━━ Source document
Welcome to the Future: Leadership, Accountability & Swimwear - skmurphy
http://amlawdaily.typepad.com/amlawdaily/2008/12/welcome-to-the-future-accountability-swim-wear.html

======
skmurphy
Paul Lippe is CEO of Legal OnRamp, a community of practice website for
lawyers. I thought his observations on accountability were worth bearing in
mind in 2009:

Legal OnRamp strives to simplify innovation and value delivery, primarily for
in=house lawyers but also for law firms, both by providing tools to innovate
and by sharing examples of success.

We have 7,000 members, probably 3,000 of whom have contributed content or
otherwise added value. Perhaps 1,000 have contributed ideas on how to make our
service better. Ninety nine percent of the good ideas and 99.9 percent of the
work have come from someone other than me. More than 400 law firms and more
than 700 companies are participating.
━━━━
━━ Data for the task
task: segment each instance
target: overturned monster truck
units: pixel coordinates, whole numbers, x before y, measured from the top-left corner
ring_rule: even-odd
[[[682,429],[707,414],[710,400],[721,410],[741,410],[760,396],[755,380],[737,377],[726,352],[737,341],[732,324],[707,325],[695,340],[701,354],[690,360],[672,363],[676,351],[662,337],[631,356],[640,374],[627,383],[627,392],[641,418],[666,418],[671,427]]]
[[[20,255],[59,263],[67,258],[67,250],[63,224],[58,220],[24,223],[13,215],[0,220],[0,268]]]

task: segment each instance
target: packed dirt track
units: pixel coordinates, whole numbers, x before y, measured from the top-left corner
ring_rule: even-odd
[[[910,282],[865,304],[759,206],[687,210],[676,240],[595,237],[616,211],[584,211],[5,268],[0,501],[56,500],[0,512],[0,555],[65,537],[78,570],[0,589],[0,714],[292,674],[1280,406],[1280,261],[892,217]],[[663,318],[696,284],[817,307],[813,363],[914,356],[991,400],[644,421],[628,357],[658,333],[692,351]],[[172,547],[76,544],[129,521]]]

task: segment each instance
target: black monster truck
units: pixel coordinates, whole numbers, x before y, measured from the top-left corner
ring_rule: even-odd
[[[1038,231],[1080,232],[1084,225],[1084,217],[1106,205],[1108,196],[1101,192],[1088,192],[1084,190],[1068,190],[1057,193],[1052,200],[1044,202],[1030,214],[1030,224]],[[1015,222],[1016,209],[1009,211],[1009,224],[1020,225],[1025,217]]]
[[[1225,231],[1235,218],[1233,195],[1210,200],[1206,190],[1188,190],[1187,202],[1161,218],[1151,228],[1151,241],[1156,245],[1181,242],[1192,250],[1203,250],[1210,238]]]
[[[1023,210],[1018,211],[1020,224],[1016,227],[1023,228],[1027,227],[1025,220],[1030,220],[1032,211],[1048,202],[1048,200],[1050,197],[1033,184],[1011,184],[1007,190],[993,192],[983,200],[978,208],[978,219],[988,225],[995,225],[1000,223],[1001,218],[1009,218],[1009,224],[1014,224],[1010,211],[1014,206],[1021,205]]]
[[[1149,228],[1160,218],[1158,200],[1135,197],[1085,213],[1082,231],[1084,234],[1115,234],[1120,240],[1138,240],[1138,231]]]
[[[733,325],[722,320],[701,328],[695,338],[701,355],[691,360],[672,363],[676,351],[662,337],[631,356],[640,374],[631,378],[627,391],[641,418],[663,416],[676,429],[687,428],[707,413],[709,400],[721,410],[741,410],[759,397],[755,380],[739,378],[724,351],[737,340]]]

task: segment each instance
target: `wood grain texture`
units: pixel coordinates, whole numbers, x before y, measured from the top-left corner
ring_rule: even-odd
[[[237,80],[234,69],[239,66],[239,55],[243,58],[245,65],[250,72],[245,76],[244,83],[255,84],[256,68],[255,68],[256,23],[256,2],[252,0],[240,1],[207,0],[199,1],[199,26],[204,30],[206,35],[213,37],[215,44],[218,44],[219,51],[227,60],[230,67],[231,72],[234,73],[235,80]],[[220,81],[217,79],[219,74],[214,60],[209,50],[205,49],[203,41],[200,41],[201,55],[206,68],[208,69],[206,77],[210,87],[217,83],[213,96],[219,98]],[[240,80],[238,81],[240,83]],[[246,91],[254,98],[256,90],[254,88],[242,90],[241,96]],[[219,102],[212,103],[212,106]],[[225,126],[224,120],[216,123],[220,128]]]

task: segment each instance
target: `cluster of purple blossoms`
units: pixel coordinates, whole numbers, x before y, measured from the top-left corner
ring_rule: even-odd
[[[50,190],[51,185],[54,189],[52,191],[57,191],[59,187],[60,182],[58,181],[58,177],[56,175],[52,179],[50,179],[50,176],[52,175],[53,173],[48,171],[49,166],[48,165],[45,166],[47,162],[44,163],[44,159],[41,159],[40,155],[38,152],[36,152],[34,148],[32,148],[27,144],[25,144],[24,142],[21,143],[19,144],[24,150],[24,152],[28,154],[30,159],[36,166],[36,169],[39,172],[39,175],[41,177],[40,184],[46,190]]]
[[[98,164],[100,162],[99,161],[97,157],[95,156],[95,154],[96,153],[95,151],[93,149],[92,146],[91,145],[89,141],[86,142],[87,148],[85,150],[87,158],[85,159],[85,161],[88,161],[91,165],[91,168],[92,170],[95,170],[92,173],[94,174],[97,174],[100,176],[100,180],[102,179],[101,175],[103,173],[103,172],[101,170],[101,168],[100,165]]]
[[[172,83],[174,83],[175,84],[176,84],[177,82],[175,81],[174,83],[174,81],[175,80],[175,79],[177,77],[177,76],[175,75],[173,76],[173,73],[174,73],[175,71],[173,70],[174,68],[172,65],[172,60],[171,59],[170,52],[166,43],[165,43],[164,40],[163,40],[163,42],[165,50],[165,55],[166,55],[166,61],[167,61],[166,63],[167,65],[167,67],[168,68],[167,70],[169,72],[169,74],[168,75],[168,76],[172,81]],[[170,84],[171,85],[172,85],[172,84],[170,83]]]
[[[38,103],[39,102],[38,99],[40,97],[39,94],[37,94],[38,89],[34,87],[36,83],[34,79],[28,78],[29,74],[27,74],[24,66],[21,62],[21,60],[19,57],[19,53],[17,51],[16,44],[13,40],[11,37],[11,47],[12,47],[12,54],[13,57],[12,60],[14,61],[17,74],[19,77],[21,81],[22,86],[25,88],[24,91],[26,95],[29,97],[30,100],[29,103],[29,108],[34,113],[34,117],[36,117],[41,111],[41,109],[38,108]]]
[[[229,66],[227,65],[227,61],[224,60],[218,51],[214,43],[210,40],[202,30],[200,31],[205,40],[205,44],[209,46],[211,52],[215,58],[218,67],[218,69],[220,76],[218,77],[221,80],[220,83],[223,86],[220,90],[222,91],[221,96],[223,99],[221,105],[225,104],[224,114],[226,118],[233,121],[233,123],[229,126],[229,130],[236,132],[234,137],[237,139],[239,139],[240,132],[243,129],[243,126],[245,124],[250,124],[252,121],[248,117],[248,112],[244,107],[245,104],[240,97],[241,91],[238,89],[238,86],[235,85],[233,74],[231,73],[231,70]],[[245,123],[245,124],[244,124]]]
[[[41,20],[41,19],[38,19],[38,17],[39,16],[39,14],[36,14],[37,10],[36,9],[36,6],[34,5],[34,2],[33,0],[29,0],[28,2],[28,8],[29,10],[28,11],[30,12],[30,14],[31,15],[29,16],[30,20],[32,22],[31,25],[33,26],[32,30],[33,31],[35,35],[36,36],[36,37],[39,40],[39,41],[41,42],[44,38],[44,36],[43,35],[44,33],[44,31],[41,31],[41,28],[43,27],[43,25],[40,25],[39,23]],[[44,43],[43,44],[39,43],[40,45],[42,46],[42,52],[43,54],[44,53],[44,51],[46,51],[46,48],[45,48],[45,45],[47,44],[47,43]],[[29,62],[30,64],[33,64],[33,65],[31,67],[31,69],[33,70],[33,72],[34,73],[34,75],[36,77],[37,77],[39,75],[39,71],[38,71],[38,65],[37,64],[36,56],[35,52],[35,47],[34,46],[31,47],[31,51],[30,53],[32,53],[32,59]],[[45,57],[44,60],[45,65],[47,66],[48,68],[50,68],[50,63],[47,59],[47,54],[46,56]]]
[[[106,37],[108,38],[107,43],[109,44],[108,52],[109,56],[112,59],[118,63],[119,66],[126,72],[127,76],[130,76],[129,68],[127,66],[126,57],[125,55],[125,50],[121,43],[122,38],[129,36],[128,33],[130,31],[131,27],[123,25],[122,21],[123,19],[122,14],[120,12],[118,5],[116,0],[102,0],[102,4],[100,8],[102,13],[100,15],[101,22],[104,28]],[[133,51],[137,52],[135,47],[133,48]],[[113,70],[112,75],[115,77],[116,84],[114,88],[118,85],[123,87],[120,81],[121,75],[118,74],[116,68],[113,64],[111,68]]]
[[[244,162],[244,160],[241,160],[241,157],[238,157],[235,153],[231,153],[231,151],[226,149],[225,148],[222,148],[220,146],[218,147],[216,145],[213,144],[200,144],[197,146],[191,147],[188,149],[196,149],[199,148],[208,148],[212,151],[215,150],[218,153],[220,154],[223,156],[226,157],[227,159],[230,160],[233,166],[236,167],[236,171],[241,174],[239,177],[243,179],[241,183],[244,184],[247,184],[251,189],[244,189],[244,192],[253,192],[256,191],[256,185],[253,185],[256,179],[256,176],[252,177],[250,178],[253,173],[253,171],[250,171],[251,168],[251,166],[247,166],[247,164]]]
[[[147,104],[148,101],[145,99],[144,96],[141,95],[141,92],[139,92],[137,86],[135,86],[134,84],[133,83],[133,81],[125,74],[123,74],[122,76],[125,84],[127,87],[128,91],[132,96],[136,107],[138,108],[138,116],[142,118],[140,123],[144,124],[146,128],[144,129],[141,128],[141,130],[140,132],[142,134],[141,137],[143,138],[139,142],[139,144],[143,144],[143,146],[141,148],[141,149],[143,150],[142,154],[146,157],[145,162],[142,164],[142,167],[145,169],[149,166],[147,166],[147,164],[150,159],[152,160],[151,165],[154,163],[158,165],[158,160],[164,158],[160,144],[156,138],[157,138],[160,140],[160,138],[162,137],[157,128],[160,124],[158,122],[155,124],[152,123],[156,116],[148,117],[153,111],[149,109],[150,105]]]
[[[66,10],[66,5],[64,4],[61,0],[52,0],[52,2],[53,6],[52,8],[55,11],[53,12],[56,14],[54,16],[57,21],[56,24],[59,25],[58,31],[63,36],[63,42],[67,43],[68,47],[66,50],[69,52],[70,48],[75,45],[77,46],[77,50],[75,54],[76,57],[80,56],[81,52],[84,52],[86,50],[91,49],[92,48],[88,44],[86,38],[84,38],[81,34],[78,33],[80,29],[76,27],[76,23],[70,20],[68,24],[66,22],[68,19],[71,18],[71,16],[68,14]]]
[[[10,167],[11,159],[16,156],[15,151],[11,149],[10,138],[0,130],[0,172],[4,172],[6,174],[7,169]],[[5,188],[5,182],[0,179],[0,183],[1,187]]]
━━━━
━━ Data for the task
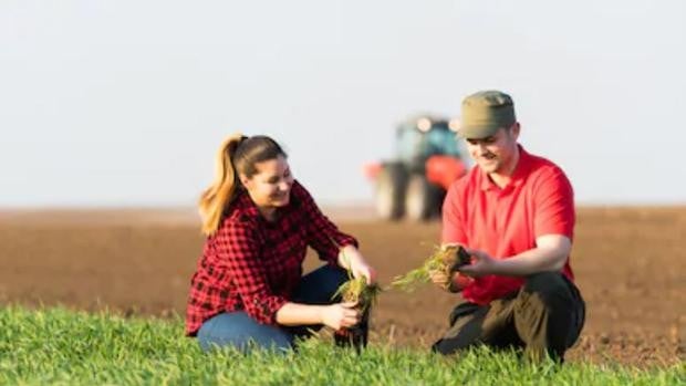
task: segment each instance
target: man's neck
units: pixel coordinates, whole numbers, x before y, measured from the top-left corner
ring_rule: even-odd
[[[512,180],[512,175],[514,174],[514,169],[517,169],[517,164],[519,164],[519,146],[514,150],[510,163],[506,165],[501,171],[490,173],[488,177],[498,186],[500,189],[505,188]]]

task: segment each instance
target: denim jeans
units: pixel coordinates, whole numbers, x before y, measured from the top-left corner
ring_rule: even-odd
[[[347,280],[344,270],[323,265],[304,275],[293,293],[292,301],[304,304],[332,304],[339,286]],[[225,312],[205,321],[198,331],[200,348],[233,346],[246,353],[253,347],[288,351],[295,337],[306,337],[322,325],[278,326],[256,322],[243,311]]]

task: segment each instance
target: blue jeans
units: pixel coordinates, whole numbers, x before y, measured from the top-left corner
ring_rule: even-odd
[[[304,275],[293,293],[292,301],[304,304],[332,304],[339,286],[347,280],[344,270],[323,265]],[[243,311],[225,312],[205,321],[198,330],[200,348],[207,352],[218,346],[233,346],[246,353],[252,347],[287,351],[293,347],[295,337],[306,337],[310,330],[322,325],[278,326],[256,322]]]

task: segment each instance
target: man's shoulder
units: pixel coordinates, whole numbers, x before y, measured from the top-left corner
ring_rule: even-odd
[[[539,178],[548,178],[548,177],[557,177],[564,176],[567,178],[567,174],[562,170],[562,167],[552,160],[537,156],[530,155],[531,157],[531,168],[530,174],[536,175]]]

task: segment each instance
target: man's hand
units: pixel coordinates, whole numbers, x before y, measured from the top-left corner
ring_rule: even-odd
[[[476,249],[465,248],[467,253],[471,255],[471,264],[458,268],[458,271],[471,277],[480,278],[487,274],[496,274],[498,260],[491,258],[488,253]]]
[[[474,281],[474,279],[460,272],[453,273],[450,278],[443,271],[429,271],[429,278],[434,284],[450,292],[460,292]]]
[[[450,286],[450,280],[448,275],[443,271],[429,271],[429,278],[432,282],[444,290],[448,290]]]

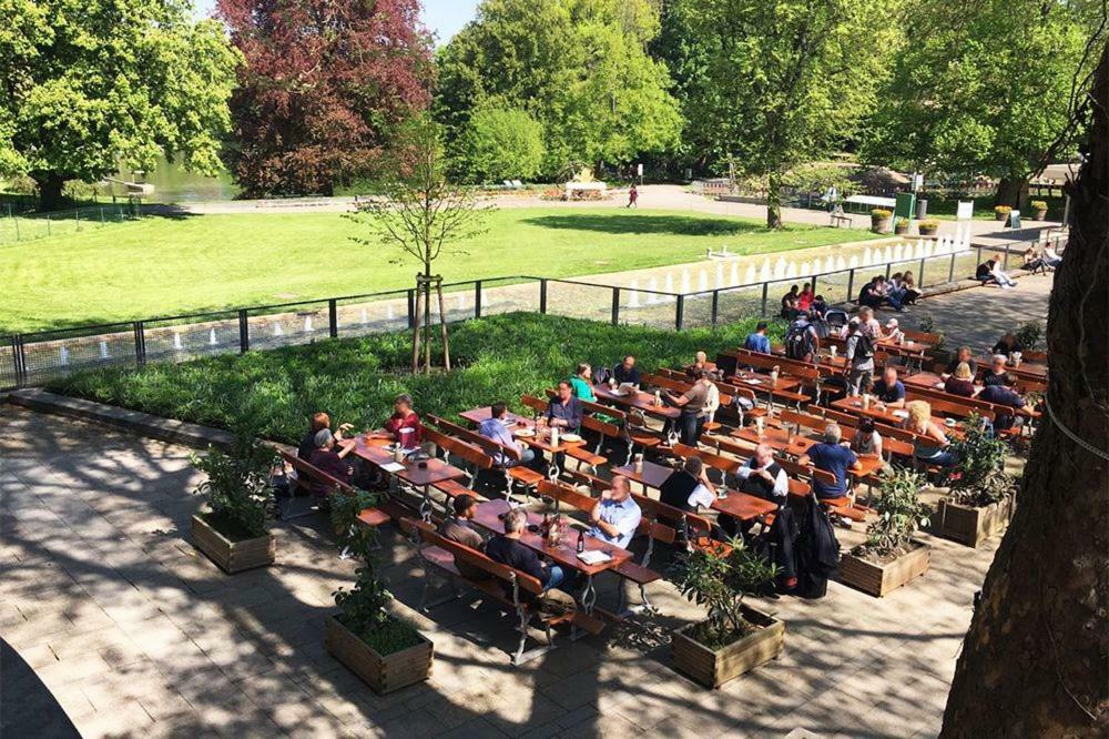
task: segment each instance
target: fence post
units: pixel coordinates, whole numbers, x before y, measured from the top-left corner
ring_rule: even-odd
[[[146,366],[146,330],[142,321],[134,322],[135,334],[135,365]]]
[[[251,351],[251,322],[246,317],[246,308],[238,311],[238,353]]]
━━━━
#### [To-do list]
**a)** Extract every line of the entries above that contains the string "truck", matching case exactly.
**b)** Continue the post about Legal OnRamp and accountability, starting right after its last sentence.

#### [Replies]
**a)**
target: overturned monster truck
target: black monster truck

**b)**
There are at least 100 things that need to go right; there are 200 things that
could go wrong. When we started, 80 percent of lawyers thought we were nuts;
14 months later, 80 percent of lawyers think we're the future. I "control," in
a formal sense, very little of this.

Still, if Legal OnRamp fails, it's my fault.

There are no words we love to hear more than "it's not your fault." Whether
from our mother, our friend, our cleric, or our consultant, when something
goes wrong, we cherish absolution.

So let's be clear: if you are running a law firm and it fails, it's your
fault.